━━ Text block ━━

In Mexico, outside of Mexico City, states depend heavily on the formula-based distribution of national government funds, many of which come from the sale of oil by Pemex, the former state oil company. As such, though the BRT systems outside of Mexico City are largely funded by state government general revenue, the ultimate source of many of these revenues is from profits from the national oil industry.
In Indonesia, funding for urban transport comes from provincial-level VAT, and national government-collected VAT, but as in Mexico much of this comes from oil and other extractive industries. The recent decision of Indonesia to remove oil subsidies could make more national funding available for urban transit investment, though to date the national government has only been willing to fund rail projects or the vehicle procurement side of projects labelled “BRT” but which did not reach the minimum definition of BRT.
In higher-income economies, the use of fuel tax revenues for rapid transit capital investments is also common. In the United States, a significant portion of the BRT projects have been funded by the Federal Transit Administration out of New Starts/Small Starts, which has received a dedicated portion of the national gasoline tax since 1970. A fixed percentage of this is earmarked for transit, creating a reasonably stable funding stream. The federal funding is available for infrastructure, rolling stock, and fare collection equipment. However, the gas tax was never pegged to inflation and faces declining revenues, forcing city and state governments to increasingly turn to earmarked taxes collected at the state level to fund urban transit.
In the United States, some states also have gasoline taxes that are used to fund infrastructure, ranging from simple gasoline taxes to indirect fuel taxes imposed on oil companies called “Petroleum Business Taxes.” Using surpluses from toll revenues is also common. In the New York City metropolitan area, the MTA funds its capital program in part from the surpluses collected on bridges and tunnels by the Triborough Bridge and Tunnel Authority.

━━━
━━ Data provided ━━

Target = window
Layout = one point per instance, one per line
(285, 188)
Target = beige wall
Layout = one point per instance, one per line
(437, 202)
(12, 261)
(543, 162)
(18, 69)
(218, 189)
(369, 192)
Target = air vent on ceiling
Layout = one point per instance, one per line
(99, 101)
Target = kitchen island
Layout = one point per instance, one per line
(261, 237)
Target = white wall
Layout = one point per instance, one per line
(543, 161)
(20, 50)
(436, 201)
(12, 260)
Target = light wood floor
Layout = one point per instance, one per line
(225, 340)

━━━

# Tasks:
- a) In the transit funding text, since what year has New Starts/Small Starts received a dedicated portion of the national gasoline tax?
- b) Set down, word for word, the portion of the transit funding text from "In Mexico, outside" up to and including "national oil industry.".

# Results by task:
- a) Since 1970.

- b)
In Mexico, outside of Mexico City, states depend heavily on the formula-based distribution of national government funds, many of which come from the sale of oil by Pemex, the former state oil company. As such, though the BRT systems outside of Mexico City are largely funded by state government general revenue, the ultimate source of many of these revenues is from profits from the national oil industry.